──────── Extrait à lire ────────
Une émission mensuelle de Lem, la quotidienne, réalisée en partenariat avec le réseau Civam du Finistère

La formation a connu un grand succès au Civam du Finistère et de nouvelles demandes ont émergé rapidement. Pourtant l’hydrologie régénérative est une approche récente. Portée par une association, elle a fait l’objet d’un colloque à Annecy en 2022. Elle est mise en pratique dans la Drôme par le bureau d’études PermaLab et elle se fait connaître progressivement dans l’ensemble de la France. Fondée par un ensemble de scientifiques en hydrologie, hydro-géologie, géologie, agronomie, topologie, écologie, biologie, mais aussi spécialistes en aménagement du paysage et urbanisme, l’hydrologie régénérative se définit comme la « science de la régénération des cycles de l’eau douce par l’aménagement du territoire ».

Plusieurs cycles de l’eau douce à restaurer

Son objectif est de travailler très finement sur les cycles de l’eau douce. On connaît bien le cycle global : évaporation de l’océan, formation des nuages qui donnent des précipitations sur les continents, ruissellement des eaux et infiltration dans les sols jusqu’à réalimenter (plus ou moins rapidement) les rivières dont les eaux se jettent enfin dans l’océan.

Cependant, il existe aussi un autre cycle de l’eau, qualifié de cycle de l’eau verte, qui lui ne passe par l’étape « eau de mer » : l’évapotranspiration des plantes (arbres en particulier) qui peut être restituée à l’atmosphère sous forme de d’humidité ambiante ou carrément de « pluie d’arbre ». Cela se produit notamment dans les forêts d’Amazonie. Les deux tiers des précipitations viennent en fait de l’évapotranspiration plutôt que de l’évaporation de l’eau de mer.
────────
> _Tâches et exercices_
(1) Pour chacune des affirmations suivantes, indiquez si elle concorde avec le texte sur l’hydrologie régénérative, puis justifiez par une citation exacte. (a) L’hydrologie régénérative a fait l’objet d’un colloque à Annecy en 2022. (b) La plus grande partie des précipitations provient de l’évaporation de l’eau de mer. (c) Le bureau d’études PermaLab met en pratique cette approche en Bretagne.
(2) Restituez à l’identique le passage du texte sur l’hydrologie régénérative qui commence par « Cependant, il existe » et se termine par « l’eau de mer. ».
──────── Entrées extraites ────────
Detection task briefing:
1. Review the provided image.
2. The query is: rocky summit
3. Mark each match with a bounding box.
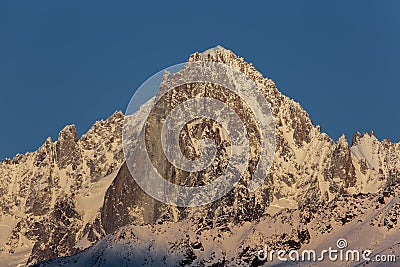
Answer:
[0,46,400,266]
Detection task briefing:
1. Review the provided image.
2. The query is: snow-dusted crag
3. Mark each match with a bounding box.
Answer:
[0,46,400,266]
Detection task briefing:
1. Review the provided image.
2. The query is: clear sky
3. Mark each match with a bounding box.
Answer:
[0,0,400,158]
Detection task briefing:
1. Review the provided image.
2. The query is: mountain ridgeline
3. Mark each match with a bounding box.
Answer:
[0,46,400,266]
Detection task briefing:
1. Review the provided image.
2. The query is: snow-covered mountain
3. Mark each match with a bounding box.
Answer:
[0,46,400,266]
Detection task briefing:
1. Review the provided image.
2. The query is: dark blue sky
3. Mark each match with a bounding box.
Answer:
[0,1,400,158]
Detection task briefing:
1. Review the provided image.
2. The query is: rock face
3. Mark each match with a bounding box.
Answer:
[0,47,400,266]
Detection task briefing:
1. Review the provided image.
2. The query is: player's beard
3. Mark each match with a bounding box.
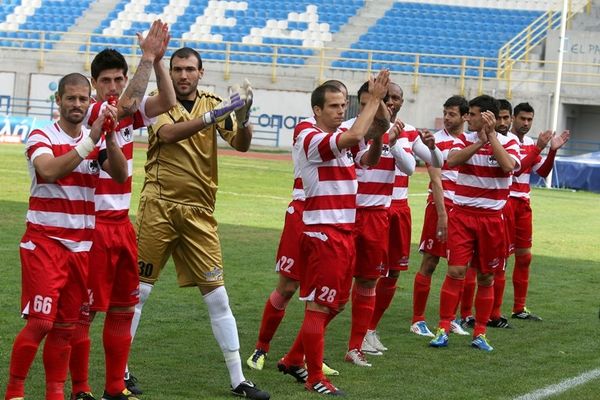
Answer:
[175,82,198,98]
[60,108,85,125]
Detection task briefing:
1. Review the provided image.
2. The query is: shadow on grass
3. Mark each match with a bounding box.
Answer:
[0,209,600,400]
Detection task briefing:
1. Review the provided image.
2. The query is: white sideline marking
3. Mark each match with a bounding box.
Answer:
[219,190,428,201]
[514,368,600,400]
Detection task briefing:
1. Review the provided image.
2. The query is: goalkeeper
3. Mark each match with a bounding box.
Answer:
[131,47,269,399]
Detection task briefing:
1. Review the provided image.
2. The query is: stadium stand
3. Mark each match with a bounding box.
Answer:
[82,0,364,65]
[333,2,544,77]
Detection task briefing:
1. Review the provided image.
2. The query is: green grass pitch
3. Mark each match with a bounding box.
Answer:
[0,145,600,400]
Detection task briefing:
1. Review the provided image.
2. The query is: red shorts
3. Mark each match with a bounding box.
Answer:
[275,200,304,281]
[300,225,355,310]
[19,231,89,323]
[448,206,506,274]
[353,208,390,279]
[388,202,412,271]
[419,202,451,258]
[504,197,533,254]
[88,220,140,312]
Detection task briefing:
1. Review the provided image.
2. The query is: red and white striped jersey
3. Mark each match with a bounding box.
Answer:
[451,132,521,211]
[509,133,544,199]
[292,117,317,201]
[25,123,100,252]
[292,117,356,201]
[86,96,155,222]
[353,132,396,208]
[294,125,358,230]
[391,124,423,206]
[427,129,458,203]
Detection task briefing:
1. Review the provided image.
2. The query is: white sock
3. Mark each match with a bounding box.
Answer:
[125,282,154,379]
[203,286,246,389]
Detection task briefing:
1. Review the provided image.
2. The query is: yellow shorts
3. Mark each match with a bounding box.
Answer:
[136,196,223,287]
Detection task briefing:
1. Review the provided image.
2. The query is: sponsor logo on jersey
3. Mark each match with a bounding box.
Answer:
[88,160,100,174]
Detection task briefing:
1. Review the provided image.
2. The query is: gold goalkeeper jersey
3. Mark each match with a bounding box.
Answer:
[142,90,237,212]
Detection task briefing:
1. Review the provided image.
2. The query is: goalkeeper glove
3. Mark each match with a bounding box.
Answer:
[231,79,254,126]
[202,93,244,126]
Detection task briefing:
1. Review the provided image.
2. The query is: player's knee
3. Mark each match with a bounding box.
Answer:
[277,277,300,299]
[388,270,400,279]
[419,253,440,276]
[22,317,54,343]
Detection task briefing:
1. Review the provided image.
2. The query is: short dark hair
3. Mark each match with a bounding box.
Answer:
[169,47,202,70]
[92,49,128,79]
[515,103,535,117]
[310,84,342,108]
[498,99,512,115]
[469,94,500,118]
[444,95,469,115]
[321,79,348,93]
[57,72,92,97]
────────
> _Corrigé_
(1)
(a) Oui : « elle a fait l’objet d’un colloque à Annecy en 2022 ».
(b) Non : « Les deux tiers des précipitations viennent en fait de l’évapotranspiration plutôt que de l’évaporation de l’eau de mer ».
(c) Non : « Elle est mise en pratique dans la Drôme par le bureau d’études PermaLab ».

(2)
Cependant, il existe aussi un autre cycle de l’eau, qualifié de cycle de l’eau verte, qui lui ne passe par l’étape « eau de mer » : l’évapotranspiration des plantes (arbres en particulier) qui peut être restituée à l’atmosphère sous forme de d’humidité ambiante ou carrément de « pluie d’arbre ». Cela se produit notamment dans les forêts d’Amazonie. Les deux tiers des précipitations viennent en fait de l’évapotranspiration plutôt que de l’évaporation de l’eau de mer.